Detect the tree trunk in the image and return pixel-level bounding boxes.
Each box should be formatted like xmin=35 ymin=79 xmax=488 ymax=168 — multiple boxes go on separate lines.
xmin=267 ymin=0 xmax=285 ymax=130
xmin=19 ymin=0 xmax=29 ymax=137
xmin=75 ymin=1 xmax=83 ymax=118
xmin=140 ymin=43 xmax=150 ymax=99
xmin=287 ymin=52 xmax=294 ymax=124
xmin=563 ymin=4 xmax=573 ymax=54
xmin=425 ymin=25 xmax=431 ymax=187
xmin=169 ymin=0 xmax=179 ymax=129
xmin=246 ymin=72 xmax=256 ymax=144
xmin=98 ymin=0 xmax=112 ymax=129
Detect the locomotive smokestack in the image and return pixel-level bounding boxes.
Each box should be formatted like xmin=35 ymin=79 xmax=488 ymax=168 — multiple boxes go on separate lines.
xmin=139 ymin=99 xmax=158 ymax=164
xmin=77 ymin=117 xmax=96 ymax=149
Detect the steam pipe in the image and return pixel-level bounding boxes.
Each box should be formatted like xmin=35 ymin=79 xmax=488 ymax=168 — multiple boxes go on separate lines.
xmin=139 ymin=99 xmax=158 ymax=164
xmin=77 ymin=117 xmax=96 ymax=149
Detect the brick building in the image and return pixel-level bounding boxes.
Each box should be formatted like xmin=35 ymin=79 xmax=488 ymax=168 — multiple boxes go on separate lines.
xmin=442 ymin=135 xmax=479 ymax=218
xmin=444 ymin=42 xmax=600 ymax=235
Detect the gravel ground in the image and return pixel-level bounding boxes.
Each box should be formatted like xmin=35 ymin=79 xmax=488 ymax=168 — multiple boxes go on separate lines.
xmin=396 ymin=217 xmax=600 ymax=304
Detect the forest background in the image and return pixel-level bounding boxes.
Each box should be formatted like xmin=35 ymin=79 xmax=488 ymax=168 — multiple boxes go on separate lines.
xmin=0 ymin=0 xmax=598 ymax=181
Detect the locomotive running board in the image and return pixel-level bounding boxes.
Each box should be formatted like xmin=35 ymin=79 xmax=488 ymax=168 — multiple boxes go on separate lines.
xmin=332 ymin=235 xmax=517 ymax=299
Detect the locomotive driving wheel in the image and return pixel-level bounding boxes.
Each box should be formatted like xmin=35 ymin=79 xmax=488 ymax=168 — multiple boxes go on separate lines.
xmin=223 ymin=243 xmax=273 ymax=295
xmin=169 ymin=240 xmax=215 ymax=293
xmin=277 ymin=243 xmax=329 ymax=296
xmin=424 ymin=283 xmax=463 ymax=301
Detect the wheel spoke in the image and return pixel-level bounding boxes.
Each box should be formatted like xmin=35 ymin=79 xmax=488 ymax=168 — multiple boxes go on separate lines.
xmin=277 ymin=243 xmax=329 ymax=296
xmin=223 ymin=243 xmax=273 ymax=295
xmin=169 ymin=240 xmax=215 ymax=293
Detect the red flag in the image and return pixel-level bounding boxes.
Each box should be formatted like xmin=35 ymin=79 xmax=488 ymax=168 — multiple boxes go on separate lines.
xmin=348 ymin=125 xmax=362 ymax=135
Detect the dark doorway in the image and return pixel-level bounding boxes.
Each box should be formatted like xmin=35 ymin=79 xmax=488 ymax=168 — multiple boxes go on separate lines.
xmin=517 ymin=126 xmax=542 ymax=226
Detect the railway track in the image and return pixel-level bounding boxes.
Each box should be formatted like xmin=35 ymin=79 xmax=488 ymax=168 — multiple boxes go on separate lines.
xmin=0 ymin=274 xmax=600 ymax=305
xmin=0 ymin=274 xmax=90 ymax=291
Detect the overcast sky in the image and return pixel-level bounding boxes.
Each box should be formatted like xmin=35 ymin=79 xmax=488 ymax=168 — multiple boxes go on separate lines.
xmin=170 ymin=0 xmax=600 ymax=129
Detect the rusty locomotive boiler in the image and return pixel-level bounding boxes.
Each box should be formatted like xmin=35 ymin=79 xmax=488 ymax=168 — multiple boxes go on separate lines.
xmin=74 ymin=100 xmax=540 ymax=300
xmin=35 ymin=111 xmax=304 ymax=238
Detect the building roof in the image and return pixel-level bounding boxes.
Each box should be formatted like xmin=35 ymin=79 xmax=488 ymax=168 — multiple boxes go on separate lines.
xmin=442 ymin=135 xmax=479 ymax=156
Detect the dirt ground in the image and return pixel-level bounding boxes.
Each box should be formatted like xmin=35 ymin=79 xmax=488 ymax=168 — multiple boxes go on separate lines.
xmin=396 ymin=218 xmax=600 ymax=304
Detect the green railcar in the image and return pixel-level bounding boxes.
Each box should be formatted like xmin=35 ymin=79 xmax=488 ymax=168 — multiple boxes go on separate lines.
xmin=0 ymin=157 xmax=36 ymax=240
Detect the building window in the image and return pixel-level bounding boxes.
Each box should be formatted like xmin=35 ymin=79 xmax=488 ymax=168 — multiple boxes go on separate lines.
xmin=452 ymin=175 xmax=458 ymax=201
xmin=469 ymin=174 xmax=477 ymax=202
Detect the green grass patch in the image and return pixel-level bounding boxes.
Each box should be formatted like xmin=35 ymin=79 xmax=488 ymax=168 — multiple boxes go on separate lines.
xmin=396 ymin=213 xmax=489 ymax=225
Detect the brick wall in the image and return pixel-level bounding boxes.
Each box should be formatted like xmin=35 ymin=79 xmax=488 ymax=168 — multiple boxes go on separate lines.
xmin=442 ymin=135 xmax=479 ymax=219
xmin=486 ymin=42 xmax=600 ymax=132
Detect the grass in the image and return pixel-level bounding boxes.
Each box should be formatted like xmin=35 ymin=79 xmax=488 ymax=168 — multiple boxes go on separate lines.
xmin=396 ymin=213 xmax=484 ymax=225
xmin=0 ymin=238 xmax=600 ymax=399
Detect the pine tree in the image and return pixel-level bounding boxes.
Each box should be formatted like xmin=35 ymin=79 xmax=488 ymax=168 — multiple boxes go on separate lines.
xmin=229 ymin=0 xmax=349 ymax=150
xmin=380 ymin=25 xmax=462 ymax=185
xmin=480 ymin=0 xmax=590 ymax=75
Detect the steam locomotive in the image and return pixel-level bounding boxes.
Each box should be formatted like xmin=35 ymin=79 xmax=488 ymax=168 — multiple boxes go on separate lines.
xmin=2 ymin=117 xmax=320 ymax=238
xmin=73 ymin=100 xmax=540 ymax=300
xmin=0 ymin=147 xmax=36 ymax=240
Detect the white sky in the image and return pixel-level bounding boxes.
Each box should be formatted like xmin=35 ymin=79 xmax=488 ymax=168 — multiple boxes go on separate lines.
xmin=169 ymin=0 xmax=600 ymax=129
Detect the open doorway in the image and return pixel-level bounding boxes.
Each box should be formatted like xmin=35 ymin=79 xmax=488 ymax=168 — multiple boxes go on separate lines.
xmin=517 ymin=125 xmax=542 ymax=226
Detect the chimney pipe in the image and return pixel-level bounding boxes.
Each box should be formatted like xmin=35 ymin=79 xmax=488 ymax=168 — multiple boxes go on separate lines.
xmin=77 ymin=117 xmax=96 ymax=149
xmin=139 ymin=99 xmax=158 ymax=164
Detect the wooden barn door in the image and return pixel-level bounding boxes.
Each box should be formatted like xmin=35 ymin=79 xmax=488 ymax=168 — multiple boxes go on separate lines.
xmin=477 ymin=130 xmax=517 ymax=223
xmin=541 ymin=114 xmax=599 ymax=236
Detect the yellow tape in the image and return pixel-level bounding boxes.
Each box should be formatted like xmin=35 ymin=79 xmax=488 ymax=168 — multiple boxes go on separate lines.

•••

◆ Exercise requirements: In the material above, reproduce every line in the stretch from the line containing "Detect the building window" through the line containing "xmin=486 ymin=42 xmax=600 ymax=132", both included, and offset each coordinate in the bounding boxes by adding 95.

◆ The response:
Detect the building window in the image and return pixel-level bounding boxes.
Each box should be formatted like xmin=35 ymin=79 xmax=488 ymax=168 — multiple boxes go on separate lines.
xmin=547 ymin=270 xmax=553 ymax=296
xmin=564 ymin=269 xmax=572 ymax=297
Detect the green grass patch in the image and return pixel-level bounding boxes.
Each box should be formatted like xmin=35 ymin=79 xmax=488 ymax=168 — multiple boxes go on separate lines.
xmin=491 ymin=308 xmax=584 ymax=320
Detect the brick wall in the image and return pixel-level bounding boxes.
Each box should be formatted like xmin=35 ymin=79 xmax=488 ymax=168 — multiple boxes go on separate lines.
xmin=537 ymin=230 xmax=574 ymax=314
xmin=581 ymin=137 xmax=695 ymax=227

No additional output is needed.